*TASK REQUIREMENTS*. Reproduce, word for word, the passage of the Peacocks article that begins at the words "As per The Daily" and stops after the words "also not divulged.".

Peacocks back in business and saved 2,000 jobs
Peacocks, the British fashion chain, was on the brink of total collapse when a senior executive rescued it from the administration. The exec was able to secure investments from international investors; thus, 200 stores were able to open again.
As per The Daily Mail, aside from making it possible for its 200 stores to re-open, the investments also gathered 2,000 jobs. It was a dramatic save from a sure failure as the company was brought out of administration at the last minute.
How Peacocks was revived
As mentioned earlier, a senior executive found parties who are ready to invest. He was able to bring back Peacocks after getting the much-needed support from a consortium of international investors. His move effectively saved the company’s stores from permanent closure and sure termination of workers.
It was revealed that the consortium of international backers is based in Dubai. However, the members were not identified as they would like to remain anonymous. The amount that the members contributed to save Peacocks was also not divulged.
At any rate, Steve Simpson, the chief operating officer, will now manage the business with the support of the investors. He was the former owner’s right-hand man and will lead the team under new management called Purepay Retail. The 200 stores will reopen soon, and staff will be assigned to Peacocks outlets and offices.
Prior to the initial collapse of the Peacocks retail business, it was part of Philip Day's EWM Group retail empire. It has 423 stores and more than 4,000 staff before it went into administration in November 2020.
Philip Day does not own a stake in the newly revived Peacocks and will not have any involvement in the company. However, the consortium paid him a large amount that was not revealed. The payments are in installments and will take a few years to be completed.
The return of Peacocks in the High Street
Even with the new investments, Peacocks only managed to restore half of its stores. It will only open 200, and the remaining half is understood to be permanently closed. The company is just one of those retail chains that suffered from the devastating effects of the lockdowns due to the COVID-19 pandemic.

*SUPPLIED ENTRIES*.
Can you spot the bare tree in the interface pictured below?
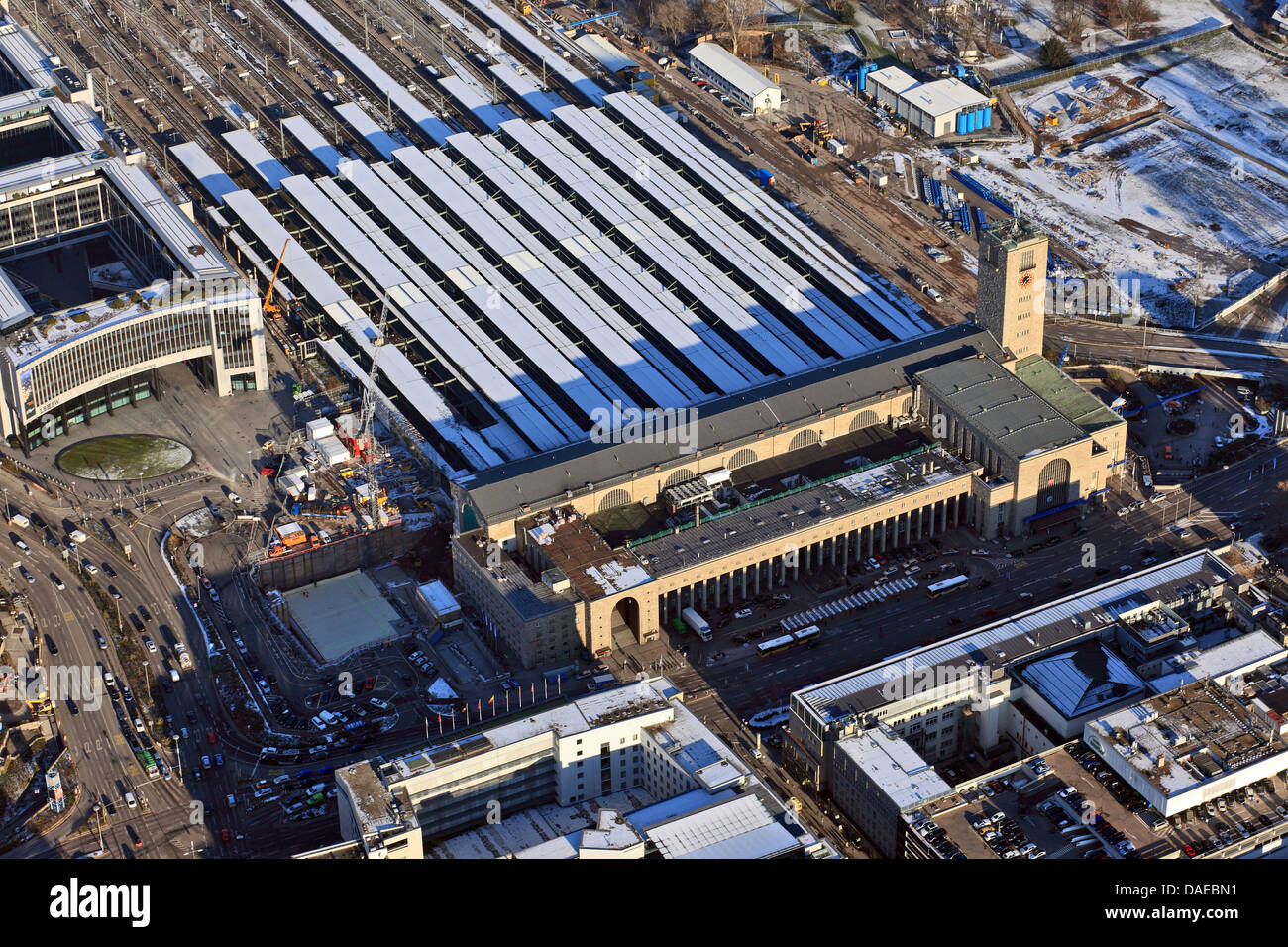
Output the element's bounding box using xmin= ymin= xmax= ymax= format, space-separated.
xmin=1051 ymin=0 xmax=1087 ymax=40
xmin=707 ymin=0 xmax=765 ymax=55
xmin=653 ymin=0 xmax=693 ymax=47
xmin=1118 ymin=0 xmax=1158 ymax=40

--

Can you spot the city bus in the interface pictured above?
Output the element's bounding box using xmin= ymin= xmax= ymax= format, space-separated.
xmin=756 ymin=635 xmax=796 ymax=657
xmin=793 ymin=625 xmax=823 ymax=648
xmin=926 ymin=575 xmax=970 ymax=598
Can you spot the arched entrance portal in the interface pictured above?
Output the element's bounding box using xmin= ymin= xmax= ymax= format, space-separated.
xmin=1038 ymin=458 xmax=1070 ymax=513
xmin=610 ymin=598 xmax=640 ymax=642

==

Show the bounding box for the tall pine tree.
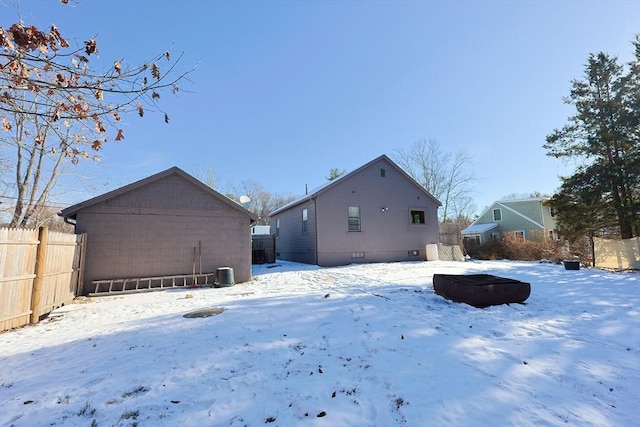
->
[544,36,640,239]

*OUTPUT*.
As per The Daily Mail, aside from making it possible for its 200 stores to re-open, the investments also gathered 2,000 jobs. It was a dramatic save from a sure failure as the company was brought out of administration at the last minute.
How Peacocks was revived
As mentioned earlier, a senior executive found parties who are ready to invest. He was able to bring back Peacocks after getting the much-needed support from a consortium of international investors. His move effectively saved the company’s stores from permanent closure and sure termination of workers.
It was revealed that the consortium of international backers is based in Dubai. However, the members were not identified as they would like to remain anonymous. The amount that the members contributed to save Peacocks was also not divulged.